**TEXTE DE LA PAGE**
▬▬▬▬▬▬▬▬▬▬
Les éléments génétiques nécessaires à la fixation de l'azote existaient sans doute bien avant l'appariton des légumineuses sur terre. Comment se sont-ils retrouvés dans une bactérie qui vit en association avec ce groupe de plantes, nul ne le sait, mais on peut imaginer des scénarios qui sont possibles. Rhizobium a peut-être acquis ces gènes par un transfert horizontal, chose courante chez les bactéries. C'est ce que suppose l'article que j'avais mentionné dans un autre message (Séquençage de Sinorhizobium meliloti) puisque la plupart des gènes liés à l'association sont regroupés sur deux plasmides, structures génétiques qui peuvent se transmettre d'une bactérie à l'autre. On sait aussi qu'il a dû y avoir partage de gènes entre la plante et la bactérie au cours de l'histoire de leur association. Agrobacterium, une bactérie parasite des plantes très proche de Rhizobium est reconnue pur insérer certains de ses gènes dans le génome de la plante hôte (on l'utilise en génie génétique pour cette propriété).
Rhizobium était peut-être aussi à l'origine une bactérie fixatrice d'azote vivant librement dans la rhizosphère. Comme toutes ces bactéries, elle fixait l'azote pour répondre à ses propres besoins en acides aminés. D'ailleurs, je ne suis pas certain que Rhizobium n'utilise pas, comme vous l'affirmez, l'ammoniaque qu'elle produit pour synthétiser ses propres acides aminés. La plante lui offre surtout l'environnement anaérobique nécessaire au bon fonctionnement de l'enzyme responsable de la fixation (la nitrogénase). La bactérie trouve dans la plante une source de carbone lui fournissant de l'énergie et l'anaérobie nécessaire au bon fonctionnement de sa nitrogénase. La plante, elle, profite de l'aubaine de cette source d'ammoniaque.
▬▬▬▬▬▬▬▬▬▬
**CONSIGNES**
[1] Indiquez si chacune des affirmations suivantes concorde avec le texte sur Rhizobium, en répondant par oui ou par non et en citant les mots du texte qui tranchent.
(a) La plupart des gènes liés à l'association sont regroupés sur deux plasmides.
(b) Agrobacterium est présentée comme une bactérie fixatrice d'azote vivant librement dans la rhizosphère.
(c) L'enzyme responsable de la fixation de l'azote est la nitrogénase.
[2] Répondez brièvement aux questions suivantes à partir du texte sur Rhizobium.
(a) Quelle propriété d'Agrobacterium justifie son emploi en génie génétique ?
(b) Que la bactérie trouve-t-elle dans la plante ?
(c) De quoi la plante profite-t-elle ?
[3] Relevez tous les passages placés entre parenthèses dans le texte sur Rhizobium.

[Données d'expressions référentielles]
▬▬▬▬▬▬▬▬▬▬
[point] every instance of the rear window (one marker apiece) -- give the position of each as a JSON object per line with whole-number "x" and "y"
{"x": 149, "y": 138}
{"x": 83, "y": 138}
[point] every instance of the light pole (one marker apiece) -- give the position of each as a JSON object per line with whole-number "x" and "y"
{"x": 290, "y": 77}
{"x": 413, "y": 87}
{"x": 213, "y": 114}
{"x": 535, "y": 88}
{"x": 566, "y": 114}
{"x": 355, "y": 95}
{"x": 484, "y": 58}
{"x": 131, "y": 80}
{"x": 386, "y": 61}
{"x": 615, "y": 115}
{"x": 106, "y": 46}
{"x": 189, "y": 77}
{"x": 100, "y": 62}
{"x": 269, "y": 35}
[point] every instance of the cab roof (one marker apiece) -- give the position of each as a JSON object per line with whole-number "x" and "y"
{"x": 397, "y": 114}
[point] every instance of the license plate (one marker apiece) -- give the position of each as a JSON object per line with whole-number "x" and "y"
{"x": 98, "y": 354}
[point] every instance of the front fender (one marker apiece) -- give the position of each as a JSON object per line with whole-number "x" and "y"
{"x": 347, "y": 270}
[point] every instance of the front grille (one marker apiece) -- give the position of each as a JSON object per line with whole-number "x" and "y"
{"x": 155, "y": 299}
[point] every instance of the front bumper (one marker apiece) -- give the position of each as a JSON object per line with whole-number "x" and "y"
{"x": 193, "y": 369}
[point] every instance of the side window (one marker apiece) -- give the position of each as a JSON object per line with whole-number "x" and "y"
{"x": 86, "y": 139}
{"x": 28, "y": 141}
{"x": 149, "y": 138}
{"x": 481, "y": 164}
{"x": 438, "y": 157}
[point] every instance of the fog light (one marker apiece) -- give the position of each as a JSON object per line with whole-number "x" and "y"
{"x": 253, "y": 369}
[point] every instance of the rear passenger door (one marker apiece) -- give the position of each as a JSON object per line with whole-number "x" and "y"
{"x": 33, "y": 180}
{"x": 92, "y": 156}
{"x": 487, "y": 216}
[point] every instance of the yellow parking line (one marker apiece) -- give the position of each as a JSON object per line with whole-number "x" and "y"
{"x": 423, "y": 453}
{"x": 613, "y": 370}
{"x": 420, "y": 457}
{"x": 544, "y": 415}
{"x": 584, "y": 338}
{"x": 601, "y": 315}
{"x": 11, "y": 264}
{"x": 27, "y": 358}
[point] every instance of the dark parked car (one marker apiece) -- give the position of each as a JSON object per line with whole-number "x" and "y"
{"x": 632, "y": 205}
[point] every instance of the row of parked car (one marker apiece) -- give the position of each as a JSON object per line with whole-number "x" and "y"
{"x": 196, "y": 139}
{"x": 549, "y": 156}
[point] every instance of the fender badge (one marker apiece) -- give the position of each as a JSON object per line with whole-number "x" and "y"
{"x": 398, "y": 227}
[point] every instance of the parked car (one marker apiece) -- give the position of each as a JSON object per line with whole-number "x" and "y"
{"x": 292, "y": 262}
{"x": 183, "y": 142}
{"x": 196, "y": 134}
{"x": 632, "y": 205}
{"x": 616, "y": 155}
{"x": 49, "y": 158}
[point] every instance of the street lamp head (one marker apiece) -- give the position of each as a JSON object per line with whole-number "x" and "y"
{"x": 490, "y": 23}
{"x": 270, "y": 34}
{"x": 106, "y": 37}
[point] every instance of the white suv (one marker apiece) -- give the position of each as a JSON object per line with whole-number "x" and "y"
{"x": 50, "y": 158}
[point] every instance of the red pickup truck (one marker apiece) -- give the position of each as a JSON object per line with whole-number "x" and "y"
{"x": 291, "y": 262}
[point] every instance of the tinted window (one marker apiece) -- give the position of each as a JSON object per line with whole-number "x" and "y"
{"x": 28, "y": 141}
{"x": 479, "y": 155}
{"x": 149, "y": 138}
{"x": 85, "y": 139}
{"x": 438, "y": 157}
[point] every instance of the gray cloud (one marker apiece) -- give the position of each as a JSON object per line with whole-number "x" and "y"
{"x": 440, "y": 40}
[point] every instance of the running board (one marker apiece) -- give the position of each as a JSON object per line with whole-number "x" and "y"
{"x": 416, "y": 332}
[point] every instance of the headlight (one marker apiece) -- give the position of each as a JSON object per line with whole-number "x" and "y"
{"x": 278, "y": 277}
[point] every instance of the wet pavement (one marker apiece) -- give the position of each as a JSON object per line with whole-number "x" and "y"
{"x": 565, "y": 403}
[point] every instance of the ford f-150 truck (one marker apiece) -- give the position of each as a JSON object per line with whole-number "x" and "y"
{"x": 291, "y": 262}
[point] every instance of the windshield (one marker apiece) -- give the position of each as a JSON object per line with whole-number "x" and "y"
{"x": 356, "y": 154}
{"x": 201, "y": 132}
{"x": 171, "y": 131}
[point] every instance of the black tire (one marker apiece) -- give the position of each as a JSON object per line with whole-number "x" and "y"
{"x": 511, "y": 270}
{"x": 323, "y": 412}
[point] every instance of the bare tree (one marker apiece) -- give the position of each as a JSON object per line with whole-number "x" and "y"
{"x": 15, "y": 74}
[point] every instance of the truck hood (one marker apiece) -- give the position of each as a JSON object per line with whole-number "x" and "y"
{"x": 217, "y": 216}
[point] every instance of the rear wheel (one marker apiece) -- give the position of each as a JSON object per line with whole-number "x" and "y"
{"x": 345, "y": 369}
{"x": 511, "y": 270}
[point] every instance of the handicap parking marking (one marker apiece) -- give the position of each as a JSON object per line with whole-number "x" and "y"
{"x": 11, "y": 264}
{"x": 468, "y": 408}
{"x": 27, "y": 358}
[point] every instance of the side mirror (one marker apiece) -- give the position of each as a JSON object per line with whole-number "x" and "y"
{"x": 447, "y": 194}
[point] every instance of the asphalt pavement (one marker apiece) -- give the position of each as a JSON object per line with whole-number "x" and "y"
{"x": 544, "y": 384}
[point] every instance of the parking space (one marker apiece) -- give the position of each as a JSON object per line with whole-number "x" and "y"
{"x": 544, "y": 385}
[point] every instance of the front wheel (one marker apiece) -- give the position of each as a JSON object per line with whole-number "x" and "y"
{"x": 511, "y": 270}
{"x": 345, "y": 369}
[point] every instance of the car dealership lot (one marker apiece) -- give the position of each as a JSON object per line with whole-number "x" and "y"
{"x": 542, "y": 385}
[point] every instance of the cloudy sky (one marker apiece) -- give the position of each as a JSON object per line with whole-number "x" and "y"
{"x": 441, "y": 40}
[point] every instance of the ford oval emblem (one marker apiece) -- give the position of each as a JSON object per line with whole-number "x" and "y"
▬▬▬▬▬▬▬▬▬▬
**CORRIGÉ DES EXERCICES**
[1]
(a) Oui : « la plupart des gènes liés à l'association sont regroupés sur deux plasmides ».
(b) Non : « une bactérie parasite des plantes très proche de Rhizobium ».
(c) Oui : « l'enzyme responsable de la fixation (la nitrogénase) ».

[2]
(a) Elle insère certains de ses gènes dans le génome de la plante hôte.
(b) Elle y trouve une source de carbone qui lui fournit de l'énergie, ainsi que l'anaérobie nécessaire au bon fonctionnement de sa nitrogénase.
(c) Elle profite de l'aubaine de cette source d'ammoniaque.

[3]
1. Séquençage de Sinorhizobium meliloti
2. on l'utilise en génie génétique pour cette propriété
3. la nitrogénase